**Brano di testo:**
>>>>>

Nell’anno delle mie quaranta primavere ho deciso di intraprendere una serie di sfide personali che possano rendere in qualche modo originale il mio 2015. Non sono imprese sportive, non sono fioretti quaresimali, non sono opere d’ingegno, né imprese titaniche. Non si tratta di mettersi alla prova, né di stabilire dei record. Si tratta di fare qualcosa un po’ fuori dall’ordinario, dal proprio ordinario, e di superare il limite personale delle abitudini.
“Uomini Forty” è la sezione che le conterrà tutte, giusto per non perderle. A volte servirà la forma fisica che sto ormai perdendo, altre volte basterà l’impegno della mente o la disponibilità degli amici. L’obiettivo è di compiere almeno dieci esperienze “forty”.
L’unica regola che mi son dato è quella di fare cose che non ho mai fatto e che meritano, nel loro piccolo, di essere raccontate ad un figlio, ad un familiare, ad un amico.
Si comincia con la salita invernale notturna alla cima del Monte Baldo.
“La montagna più alta rimane sempre dentro di noi”
(W. Bonatti)
Luna piena che illumina a giorno i crinali innevati. Il vento forte dei giorni scorsi ha spazzato via ogni foschia ed ogni nuvola. Le condizioni ci sono tutte per compiere l’assalto notturno alla cima del Baldo. Non l’avevo mai fatto prima d’ora.

<<<<<

**Lavoro richiesto:**
1: Ricopia dal brano la parte che inizia con "Si comincia con" e termina con "fatto prima d’ora.".
2: Per ciascuna affermazione, di' se concorda con il brano rispondendo sì o no, e riporta le parole del brano che lo decidono.
(a) Chi scrive aveva già compiuto in passato la salita notturna alla cima del Baldo.
(b) L'obiettivo è compiere almeno dieci esperienze "forty".
(c) Le sfide scelte sono imprese sportive.

**Dati archiviati:**
>>>>>

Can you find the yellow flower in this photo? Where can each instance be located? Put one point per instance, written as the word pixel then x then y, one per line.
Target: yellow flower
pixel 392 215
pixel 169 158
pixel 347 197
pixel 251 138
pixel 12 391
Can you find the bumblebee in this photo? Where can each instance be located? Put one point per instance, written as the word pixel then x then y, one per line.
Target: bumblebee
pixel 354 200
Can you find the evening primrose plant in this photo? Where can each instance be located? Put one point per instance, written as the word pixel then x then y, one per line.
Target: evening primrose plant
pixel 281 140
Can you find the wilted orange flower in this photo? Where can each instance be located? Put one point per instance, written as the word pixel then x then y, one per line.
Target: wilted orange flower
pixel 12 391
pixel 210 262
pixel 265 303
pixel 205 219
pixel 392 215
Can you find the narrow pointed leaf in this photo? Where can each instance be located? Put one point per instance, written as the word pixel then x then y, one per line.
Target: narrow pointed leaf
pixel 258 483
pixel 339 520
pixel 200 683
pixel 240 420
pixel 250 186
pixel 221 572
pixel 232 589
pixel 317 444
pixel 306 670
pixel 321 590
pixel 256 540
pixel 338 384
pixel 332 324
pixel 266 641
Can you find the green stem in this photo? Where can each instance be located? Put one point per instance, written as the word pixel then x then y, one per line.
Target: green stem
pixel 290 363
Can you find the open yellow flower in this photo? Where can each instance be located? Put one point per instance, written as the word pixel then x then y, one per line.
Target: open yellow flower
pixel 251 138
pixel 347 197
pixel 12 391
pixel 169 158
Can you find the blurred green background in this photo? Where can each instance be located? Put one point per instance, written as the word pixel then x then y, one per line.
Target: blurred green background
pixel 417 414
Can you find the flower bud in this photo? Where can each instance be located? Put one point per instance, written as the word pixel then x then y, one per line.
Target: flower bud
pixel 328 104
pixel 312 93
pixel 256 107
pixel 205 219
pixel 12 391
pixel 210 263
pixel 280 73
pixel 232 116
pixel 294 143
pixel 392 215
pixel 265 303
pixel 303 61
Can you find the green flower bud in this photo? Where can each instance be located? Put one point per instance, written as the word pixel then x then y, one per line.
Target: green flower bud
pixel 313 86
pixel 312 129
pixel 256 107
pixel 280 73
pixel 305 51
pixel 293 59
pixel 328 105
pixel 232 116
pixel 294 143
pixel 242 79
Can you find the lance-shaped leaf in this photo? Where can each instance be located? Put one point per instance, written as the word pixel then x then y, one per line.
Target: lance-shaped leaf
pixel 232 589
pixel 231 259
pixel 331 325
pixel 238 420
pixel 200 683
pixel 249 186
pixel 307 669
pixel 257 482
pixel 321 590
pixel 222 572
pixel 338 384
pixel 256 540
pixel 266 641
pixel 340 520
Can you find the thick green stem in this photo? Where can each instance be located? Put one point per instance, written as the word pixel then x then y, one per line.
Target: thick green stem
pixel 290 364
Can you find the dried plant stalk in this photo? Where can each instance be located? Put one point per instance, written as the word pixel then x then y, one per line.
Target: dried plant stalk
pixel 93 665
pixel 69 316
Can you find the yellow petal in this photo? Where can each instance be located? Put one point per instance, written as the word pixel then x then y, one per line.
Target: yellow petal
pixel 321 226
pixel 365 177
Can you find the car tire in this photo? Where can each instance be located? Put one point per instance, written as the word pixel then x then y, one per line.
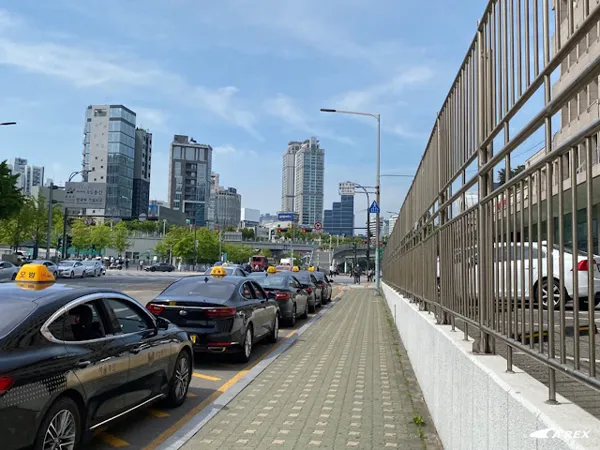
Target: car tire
pixel 63 411
pixel 180 381
pixel 305 313
pixel 274 335
pixel 292 320
pixel 245 354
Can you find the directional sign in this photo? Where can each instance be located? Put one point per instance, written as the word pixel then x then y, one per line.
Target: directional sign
pixel 85 195
pixel 374 209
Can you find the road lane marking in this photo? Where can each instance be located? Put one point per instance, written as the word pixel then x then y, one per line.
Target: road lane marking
pixel 112 440
pixel 157 413
pixel 206 377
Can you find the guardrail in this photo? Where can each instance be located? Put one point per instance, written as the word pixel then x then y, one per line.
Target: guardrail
pixel 505 268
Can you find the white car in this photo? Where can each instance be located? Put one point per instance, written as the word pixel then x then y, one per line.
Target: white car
pixel 71 269
pixel 93 268
pixel 528 263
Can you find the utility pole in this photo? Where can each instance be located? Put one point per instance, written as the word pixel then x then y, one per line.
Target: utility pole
pixel 49 235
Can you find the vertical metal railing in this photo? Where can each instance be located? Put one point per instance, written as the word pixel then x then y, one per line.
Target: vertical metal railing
pixel 516 270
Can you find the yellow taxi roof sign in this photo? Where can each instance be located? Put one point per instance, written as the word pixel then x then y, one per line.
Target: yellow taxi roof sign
pixel 218 271
pixel 34 273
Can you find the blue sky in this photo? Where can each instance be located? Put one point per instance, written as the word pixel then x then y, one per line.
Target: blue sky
pixel 244 77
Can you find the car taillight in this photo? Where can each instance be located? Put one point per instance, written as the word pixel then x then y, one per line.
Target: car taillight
pixel 220 312
pixel 5 384
pixel 155 309
pixel 582 266
pixel 282 296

<<<<<

**Risposte ai compiti:**
1:
Si comincia con la salita invernale notturna alla cima del Monte Baldo.
“La montagna più alta rimane sempre dentro di noi”
(W. Bonatti)
Luna piena che illumina a giorno i crinali innevati. Il vento forte dei giorni scorsi ha spazzato via ogni foschia ed ogni nuvola. Le condizioni ci sono tutte per compiere l’assalto notturno alla cima del Baldo. Non l’avevo mai fatto prima d’ora.

2:
(a) No: «Non l’avevo mai fatto prima d’ora.»
(b) Sì: «L’obiettivo è di compiere almeno dieci esperienze “forty”.»
(c) No: «Non sono imprese sportive»